### DATA PROVIDED
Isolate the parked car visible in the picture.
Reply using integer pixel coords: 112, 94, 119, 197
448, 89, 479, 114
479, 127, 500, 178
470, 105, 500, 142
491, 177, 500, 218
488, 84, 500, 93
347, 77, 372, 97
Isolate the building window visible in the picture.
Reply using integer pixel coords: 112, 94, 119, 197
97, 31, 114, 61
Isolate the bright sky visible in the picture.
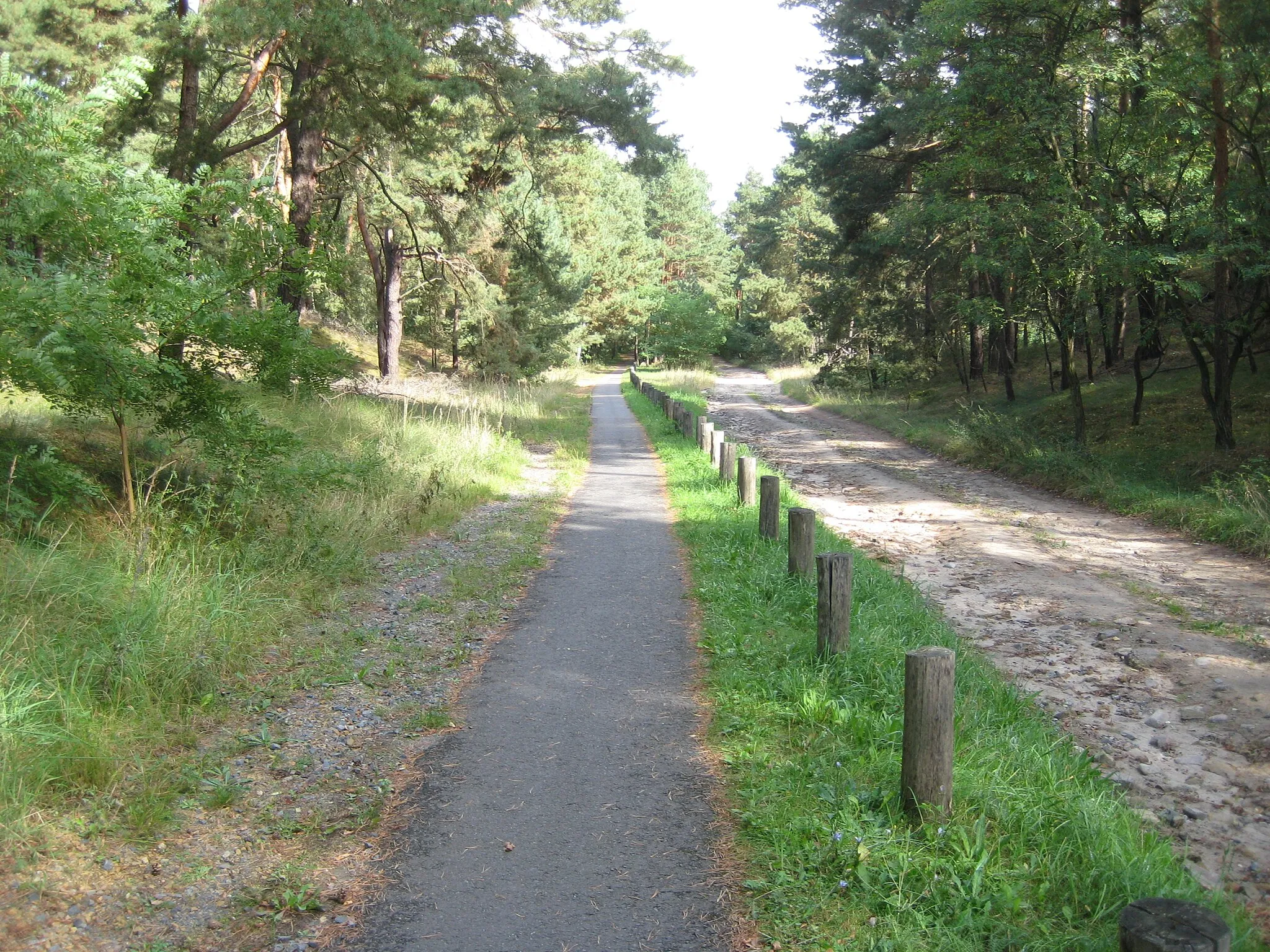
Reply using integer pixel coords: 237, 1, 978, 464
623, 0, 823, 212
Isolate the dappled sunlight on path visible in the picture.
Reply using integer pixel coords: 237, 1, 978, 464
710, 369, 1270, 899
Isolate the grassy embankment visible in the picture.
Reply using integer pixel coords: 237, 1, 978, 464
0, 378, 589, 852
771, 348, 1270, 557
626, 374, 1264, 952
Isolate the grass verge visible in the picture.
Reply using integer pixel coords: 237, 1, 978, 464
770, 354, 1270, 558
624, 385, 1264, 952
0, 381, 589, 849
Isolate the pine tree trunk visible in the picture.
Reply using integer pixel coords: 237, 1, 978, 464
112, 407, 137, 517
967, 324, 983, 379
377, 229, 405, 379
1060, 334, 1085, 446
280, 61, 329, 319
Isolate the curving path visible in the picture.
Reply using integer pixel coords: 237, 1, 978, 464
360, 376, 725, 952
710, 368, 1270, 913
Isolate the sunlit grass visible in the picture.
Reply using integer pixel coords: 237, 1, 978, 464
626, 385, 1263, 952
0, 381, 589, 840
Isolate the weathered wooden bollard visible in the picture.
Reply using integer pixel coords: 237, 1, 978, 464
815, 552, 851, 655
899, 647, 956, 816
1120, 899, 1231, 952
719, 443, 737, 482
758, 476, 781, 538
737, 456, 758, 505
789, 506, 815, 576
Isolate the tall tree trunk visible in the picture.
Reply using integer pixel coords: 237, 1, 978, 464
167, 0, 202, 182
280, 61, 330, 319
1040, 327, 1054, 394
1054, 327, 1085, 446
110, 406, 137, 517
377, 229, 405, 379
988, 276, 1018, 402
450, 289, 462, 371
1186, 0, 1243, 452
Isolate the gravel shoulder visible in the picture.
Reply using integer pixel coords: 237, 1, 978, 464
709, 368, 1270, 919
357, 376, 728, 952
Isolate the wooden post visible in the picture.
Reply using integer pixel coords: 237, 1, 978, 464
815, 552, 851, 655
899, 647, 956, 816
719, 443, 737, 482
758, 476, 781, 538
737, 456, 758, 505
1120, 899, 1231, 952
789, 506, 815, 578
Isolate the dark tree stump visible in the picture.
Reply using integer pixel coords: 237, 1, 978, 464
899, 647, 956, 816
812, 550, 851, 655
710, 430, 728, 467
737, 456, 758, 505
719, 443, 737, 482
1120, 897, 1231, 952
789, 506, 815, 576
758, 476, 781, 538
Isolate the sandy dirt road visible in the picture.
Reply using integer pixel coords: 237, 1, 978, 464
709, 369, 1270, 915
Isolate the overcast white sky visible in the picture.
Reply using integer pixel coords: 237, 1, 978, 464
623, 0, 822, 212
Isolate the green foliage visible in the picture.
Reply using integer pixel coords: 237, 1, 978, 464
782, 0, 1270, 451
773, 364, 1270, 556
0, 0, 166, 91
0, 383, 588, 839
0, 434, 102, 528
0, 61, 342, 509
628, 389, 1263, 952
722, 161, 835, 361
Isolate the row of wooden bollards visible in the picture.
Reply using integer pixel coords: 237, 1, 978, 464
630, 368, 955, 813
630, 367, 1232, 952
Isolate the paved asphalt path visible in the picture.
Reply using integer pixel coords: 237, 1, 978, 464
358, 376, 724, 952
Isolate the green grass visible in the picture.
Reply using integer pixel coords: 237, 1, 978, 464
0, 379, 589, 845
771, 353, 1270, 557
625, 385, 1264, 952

...

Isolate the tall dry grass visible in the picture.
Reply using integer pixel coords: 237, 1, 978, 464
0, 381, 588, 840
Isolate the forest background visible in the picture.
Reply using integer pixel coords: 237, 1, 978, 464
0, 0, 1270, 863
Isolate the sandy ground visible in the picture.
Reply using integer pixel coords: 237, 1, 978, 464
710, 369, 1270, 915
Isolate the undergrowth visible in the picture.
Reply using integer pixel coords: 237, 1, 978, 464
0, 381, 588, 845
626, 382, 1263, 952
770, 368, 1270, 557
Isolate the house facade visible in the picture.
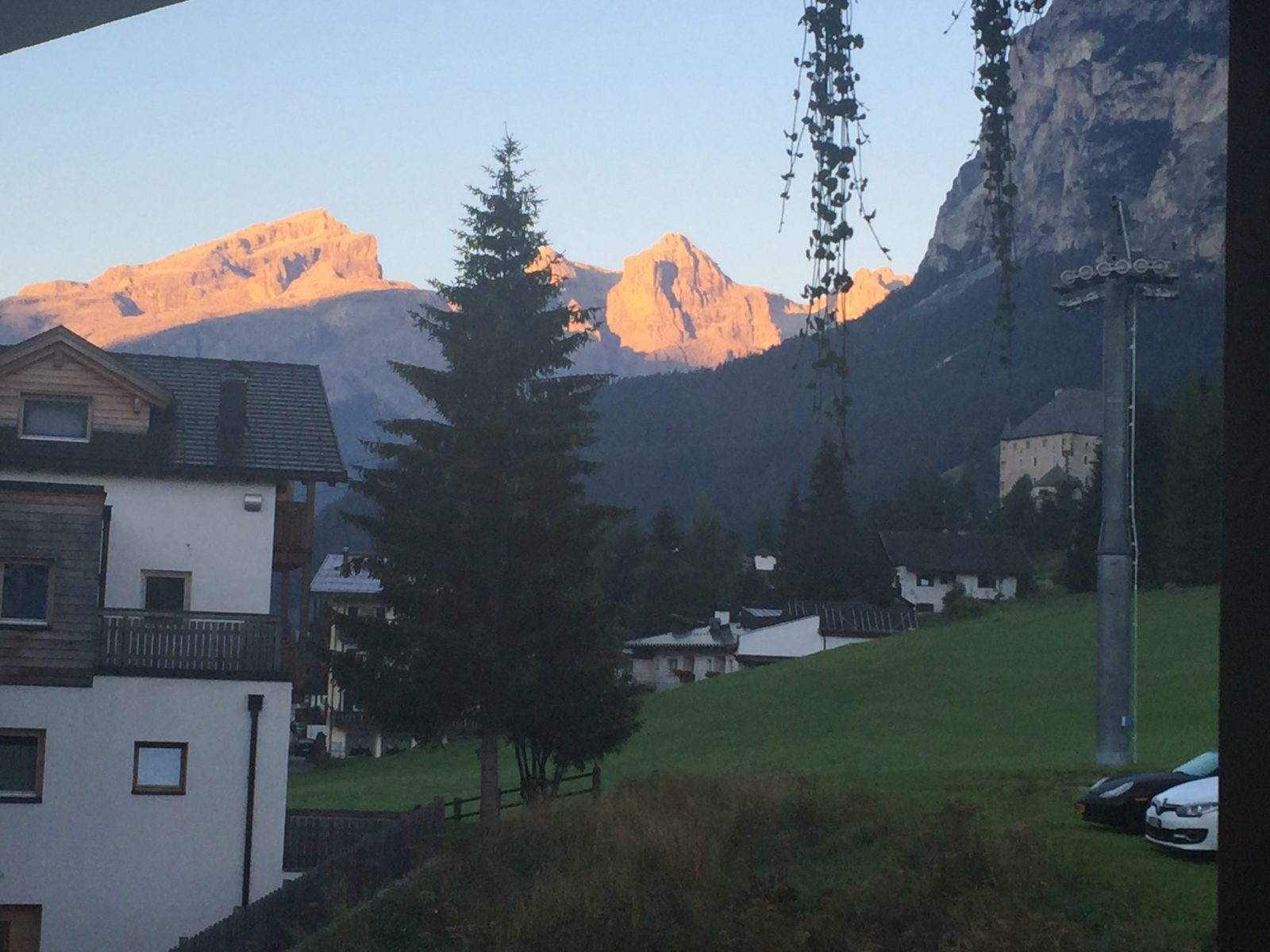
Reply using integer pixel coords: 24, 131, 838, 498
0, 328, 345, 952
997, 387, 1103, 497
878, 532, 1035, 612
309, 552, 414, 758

### GIVEN EXERCISE
In the listing above, rewrite everything from the line containing "Isolate the parked" down to the line containing "97, 31, 114, 61", putting "coordinates" in place of "coords" and leaving all else unchanged.

### FULL SOLUTION
Isolate the parked car visible in the picture.
Reply using integer pixel coordinates: 112, 94, 119, 197
448, 89, 479, 114
479, 127, 500, 178
470, 105, 500, 142
491, 177, 500, 218
488, 84, 500, 93
347, 77, 372, 97
Isolate the building window visible in the picture.
Reply using integer pixel coordinates: 112, 94, 119, 197
97, 31, 114, 61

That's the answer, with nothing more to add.